§ **Problem statement**
Do not copy the pictures; transcribe all other material exactly.

-- start Input data --

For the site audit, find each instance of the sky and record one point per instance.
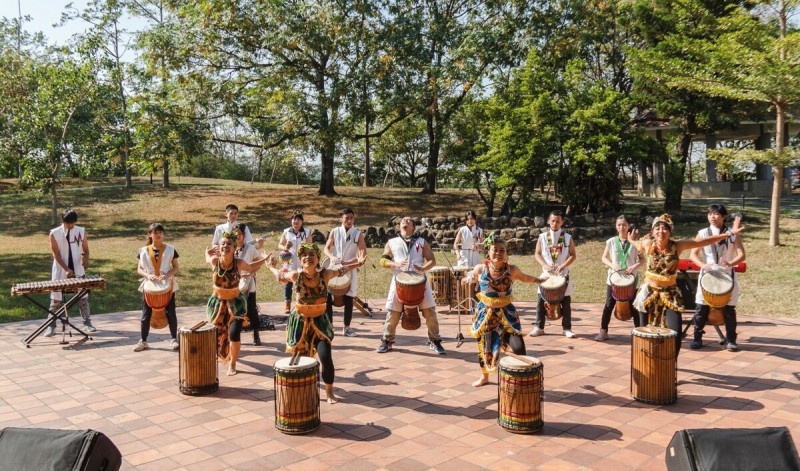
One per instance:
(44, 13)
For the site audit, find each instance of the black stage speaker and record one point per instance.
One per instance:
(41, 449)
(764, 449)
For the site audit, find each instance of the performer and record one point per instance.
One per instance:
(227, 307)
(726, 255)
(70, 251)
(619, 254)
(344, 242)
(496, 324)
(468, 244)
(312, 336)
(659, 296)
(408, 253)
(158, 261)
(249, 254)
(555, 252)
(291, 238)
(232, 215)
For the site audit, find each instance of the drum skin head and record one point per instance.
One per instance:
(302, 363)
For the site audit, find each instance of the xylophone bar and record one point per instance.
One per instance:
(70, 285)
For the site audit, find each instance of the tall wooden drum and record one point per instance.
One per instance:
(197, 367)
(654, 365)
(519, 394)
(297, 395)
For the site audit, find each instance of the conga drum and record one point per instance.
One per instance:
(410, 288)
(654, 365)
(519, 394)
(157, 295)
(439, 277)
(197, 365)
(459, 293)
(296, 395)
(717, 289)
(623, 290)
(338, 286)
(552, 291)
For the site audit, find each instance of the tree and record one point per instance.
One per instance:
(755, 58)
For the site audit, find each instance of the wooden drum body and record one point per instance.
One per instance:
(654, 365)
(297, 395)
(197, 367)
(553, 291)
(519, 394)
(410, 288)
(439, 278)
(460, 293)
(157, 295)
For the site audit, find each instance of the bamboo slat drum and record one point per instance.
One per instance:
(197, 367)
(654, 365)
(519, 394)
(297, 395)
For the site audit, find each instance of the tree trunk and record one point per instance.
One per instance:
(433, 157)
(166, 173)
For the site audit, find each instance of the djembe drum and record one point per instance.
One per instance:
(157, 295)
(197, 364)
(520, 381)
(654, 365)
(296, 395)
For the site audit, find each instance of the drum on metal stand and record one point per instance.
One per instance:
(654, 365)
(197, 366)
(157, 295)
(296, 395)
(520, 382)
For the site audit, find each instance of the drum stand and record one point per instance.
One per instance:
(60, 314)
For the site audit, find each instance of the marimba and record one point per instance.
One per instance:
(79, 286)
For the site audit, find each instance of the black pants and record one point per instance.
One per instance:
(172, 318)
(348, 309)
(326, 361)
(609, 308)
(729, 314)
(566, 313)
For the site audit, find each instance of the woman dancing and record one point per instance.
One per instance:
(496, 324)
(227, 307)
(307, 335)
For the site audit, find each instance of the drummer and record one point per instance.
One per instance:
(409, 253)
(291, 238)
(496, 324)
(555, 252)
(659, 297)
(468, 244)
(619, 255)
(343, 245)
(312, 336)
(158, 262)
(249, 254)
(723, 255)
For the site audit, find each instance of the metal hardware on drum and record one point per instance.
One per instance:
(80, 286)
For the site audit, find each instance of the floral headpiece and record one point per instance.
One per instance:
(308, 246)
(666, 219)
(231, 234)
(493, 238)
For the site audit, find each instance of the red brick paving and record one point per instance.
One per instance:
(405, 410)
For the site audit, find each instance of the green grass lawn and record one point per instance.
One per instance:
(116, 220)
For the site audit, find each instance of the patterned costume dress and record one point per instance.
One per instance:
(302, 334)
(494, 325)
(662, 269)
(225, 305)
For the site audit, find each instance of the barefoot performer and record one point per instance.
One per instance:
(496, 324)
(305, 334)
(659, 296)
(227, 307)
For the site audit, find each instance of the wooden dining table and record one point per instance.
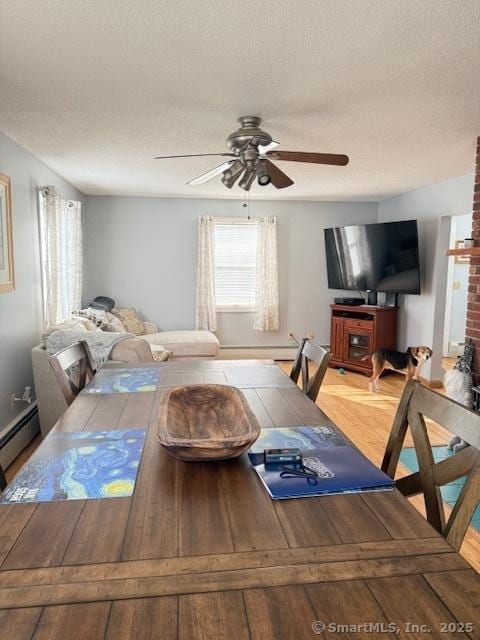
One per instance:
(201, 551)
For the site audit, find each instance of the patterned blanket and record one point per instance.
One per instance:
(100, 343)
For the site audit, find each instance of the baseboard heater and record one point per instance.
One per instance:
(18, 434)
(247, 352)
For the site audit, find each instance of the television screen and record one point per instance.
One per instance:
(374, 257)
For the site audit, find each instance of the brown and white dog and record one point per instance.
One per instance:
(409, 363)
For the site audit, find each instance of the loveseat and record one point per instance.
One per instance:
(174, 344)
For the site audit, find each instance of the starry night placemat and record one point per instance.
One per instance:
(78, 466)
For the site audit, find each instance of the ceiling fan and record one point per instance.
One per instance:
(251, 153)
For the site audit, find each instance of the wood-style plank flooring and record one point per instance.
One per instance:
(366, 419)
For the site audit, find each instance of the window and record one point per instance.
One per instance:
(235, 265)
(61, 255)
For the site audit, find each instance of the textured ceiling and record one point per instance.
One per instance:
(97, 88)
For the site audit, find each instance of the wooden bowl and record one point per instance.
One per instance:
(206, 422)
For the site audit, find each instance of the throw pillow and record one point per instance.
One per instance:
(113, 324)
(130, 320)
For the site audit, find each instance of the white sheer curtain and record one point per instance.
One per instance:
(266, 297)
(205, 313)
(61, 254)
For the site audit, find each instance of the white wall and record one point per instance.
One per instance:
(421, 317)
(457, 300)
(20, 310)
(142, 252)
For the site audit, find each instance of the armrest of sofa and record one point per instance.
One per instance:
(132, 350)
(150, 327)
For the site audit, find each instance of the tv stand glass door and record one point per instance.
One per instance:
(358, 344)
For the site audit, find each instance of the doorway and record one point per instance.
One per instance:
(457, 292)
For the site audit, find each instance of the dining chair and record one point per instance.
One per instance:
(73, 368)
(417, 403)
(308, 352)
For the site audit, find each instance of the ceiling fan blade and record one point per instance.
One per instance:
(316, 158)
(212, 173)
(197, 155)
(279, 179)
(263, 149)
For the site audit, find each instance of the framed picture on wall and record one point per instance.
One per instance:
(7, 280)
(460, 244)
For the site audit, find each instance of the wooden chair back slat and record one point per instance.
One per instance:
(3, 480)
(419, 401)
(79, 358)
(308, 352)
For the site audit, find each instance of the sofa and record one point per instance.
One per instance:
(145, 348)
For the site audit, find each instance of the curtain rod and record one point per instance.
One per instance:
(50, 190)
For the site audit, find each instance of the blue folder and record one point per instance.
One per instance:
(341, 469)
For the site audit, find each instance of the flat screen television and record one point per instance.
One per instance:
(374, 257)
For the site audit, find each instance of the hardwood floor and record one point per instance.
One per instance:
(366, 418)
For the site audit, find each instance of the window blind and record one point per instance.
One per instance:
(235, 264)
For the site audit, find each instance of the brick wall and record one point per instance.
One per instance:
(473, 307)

-- end Input data --

§ **The output**
For the site audit, find each instance of the sky and record one point per instance.
One per instance:
(44, 13)
For the site audit, find each instance of the black stage speaker and record one point per instance.
One per instance:
(41, 449)
(764, 449)
For the site audit, find each instance of the performer and record one point per instance.
One per instance:
(227, 307)
(726, 255)
(70, 251)
(619, 254)
(344, 242)
(496, 324)
(468, 244)
(312, 336)
(659, 296)
(408, 253)
(158, 261)
(249, 254)
(555, 252)
(291, 238)
(232, 215)
For the site audit, find each instance of the drum skin head and record one point per instance.
One per instance:
(302, 363)
For the site audit, find each instance of the xylophone bar and record one point per instance.
One per instance:
(70, 285)
For the site audit, find each instance of the tall wooden drum and record one point per instance.
One per instance:
(197, 367)
(654, 365)
(519, 394)
(297, 395)
For the site audit, find each instance of the conga drum and record one point per instance.
One per instance:
(410, 288)
(654, 365)
(519, 394)
(157, 295)
(439, 277)
(197, 365)
(459, 293)
(296, 395)
(717, 289)
(623, 290)
(338, 286)
(552, 291)
For the site audit, find each instance of the tree and record one point per instance.
One per instance:
(755, 58)
For the site audit, find each instance of the wooden drum body and record one point per instance.
One per instance:
(654, 365)
(297, 395)
(197, 367)
(553, 291)
(519, 394)
(410, 288)
(439, 278)
(460, 293)
(157, 295)
For the site audit, find each instance of the bamboo slat drum and record one point per instance.
One per instance:
(197, 367)
(654, 365)
(519, 394)
(297, 395)
For the site audit, find each instance of the tree trunk and record one point per instance.
One per instance:
(433, 157)
(166, 173)
For the site audit, find each instance of the djembe drum and record one point per instance.
One per instance:
(157, 295)
(197, 364)
(520, 381)
(654, 365)
(296, 395)
For the site audit, find each instance of the drum on metal stand and record one point per instance.
One per instance:
(654, 365)
(197, 366)
(157, 295)
(296, 395)
(520, 382)
For the site audit, find each instance of the drum stand and record one point per instance.
One per instance:
(60, 314)
For the site audit, find each instance of the marimba and record one point per instance.
One per instance:
(79, 286)
For the site audit, find each instance of the black pants and record one point per instance.
One per instance:
(172, 318)
(348, 309)
(326, 361)
(609, 308)
(729, 314)
(566, 313)
For the site audit, find each instance of the woman dancing and record one point per instance.
One per instance:
(496, 324)
(227, 307)
(307, 335)
For the site audit, find each instance of the drummer and record one point per instance.
One per instance:
(409, 253)
(291, 238)
(496, 324)
(555, 252)
(659, 297)
(468, 244)
(619, 255)
(343, 245)
(312, 336)
(158, 262)
(249, 254)
(723, 255)
For the site audit, find each instance of the metal hardware on drum and record one point per instance.
One per instance:
(80, 286)
For the site audit, find each instance of the floral headpiece and record one point per instance.
One per instance:
(308, 246)
(666, 219)
(231, 234)
(493, 238)
For the site audit, find each instance of the red brick paving and record one point per instance.
One per instance:
(405, 410)
For the site audit, find each instance of the green grass lawn and record one point per instance.
One per instance:
(116, 220)
For the site audit, find each instance of the patterned costume dress and record one point per instance.
One per instance:
(302, 334)
(494, 325)
(662, 269)
(225, 305)
For the site audit, find each instance of the barefoot performer and record one point per instance.
One per instance:
(496, 324)
(305, 334)
(659, 296)
(227, 307)
For the site audit, find each instance of the wooden dining table and record one point per instance.
One per instance:
(201, 551)
For the site audit, find each instance of the patterned blanket and record one point per instance.
One per instance:
(100, 343)
For the site audit, find each instance of the baseboard heater and record one point per instance.
One per instance:
(18, 434)
(247, 352)
For the site audit, find each instance of the television screen and record one point per instance.
One per instance:
(374, 257)
For the site audit, find each instance of the brown and white dog and record one point per instance.
One per instance:
(409, 363)
For the site audit, find each instance of the loveseat and record one point per instance.
One per instance:
(174, 344)
For the site audit, find each instance of the starry night placemat and record one point per instance.
One per instance:
(78, 466)
For the site audit, find each instance of the ceiling fan and record one point per instance.
One per instance:
(251, 153)
For the site audit, find each instance of the wood-style plank flooring and record one point per instance.
One per instance:
(366, 419)
For the site audit, find each instance of the window and record one point per instance.
One per instance:
(235, 265)
(61, 255)
For the site audit, find each instance of the textured ceiling and record one point per instance.
One per instance:
(97, 88)
For the site audit, find each instance of the wooden bowl and record one point per instance.
One per instance:
(206, 422)
For the site audit, find each instance of the throw pillow and record one point per instance.
One per instance:
(113, 324)
(130, 320)
For the site audit, find each instance of the white sheer curtain and record one point per instance.
One per instance:
(266, 297)
(205, 313)
(61, 254)
For the site audit, find each instance of the white wall and record one point per instance.
One per instance:
(421, 317)
(457, 300)
(20, 310)
(142, 252)
For the site audit, find each instance of the armrest of sofa and record one point per instance.
One per instance:
(132, 350)
(150, 327)
For the site audit, find each instance of the tv stand glass door and record one point per instance.
One per instance:
(358, 344)
For the site audit, find each instance of the doorway and record one point per instance.
One per instance:
(457, 292)
For the site audit, find each instance of the dining chair and record one point per instance.
One per instance:
(73, 368)
(417, 403)
(308, 352)
For the site audit, find each instance of the ceiling fan blade and record one point per instance.
One per instance:
(316, 158)
(212, 173)
(197, 155)
(279, 179)
(263, 149)
For the site audit, find each instance of the framed picture on wall and record one point per instance.
One per instance:
(7, 280)
(460, 244)
For the site audit, find each instance of the wooden chair back slat and record one point per instance.
One per instance:
(3, 480)
(419, 401)
(79, 358)
(308, 352)
For the site audit, find each instance of the sofa and record one point per instance.
One per instance:
(145, 348)
For the site audit, find each instance of the curtain rod and record one point per instance.
One per instance:
(50, 190)
For the site audit, find each instance of the blue folder and record one point per instance.
One per instance:
(341, 469)
For the site audit, find each instance of the flat screen television and record one point per instance.
One per instance:
(374, 257)
For the site audit, find each instance of the hardwood floor and record one point per instance.
One per instance:
(366, 418)
For the site audit, find each instance of the window blind and record one point per instance.
One per instance:
(235, 264)
For the site audit, find each instance of the brick wall and record one point per instance.
One per instance:
(473, 307)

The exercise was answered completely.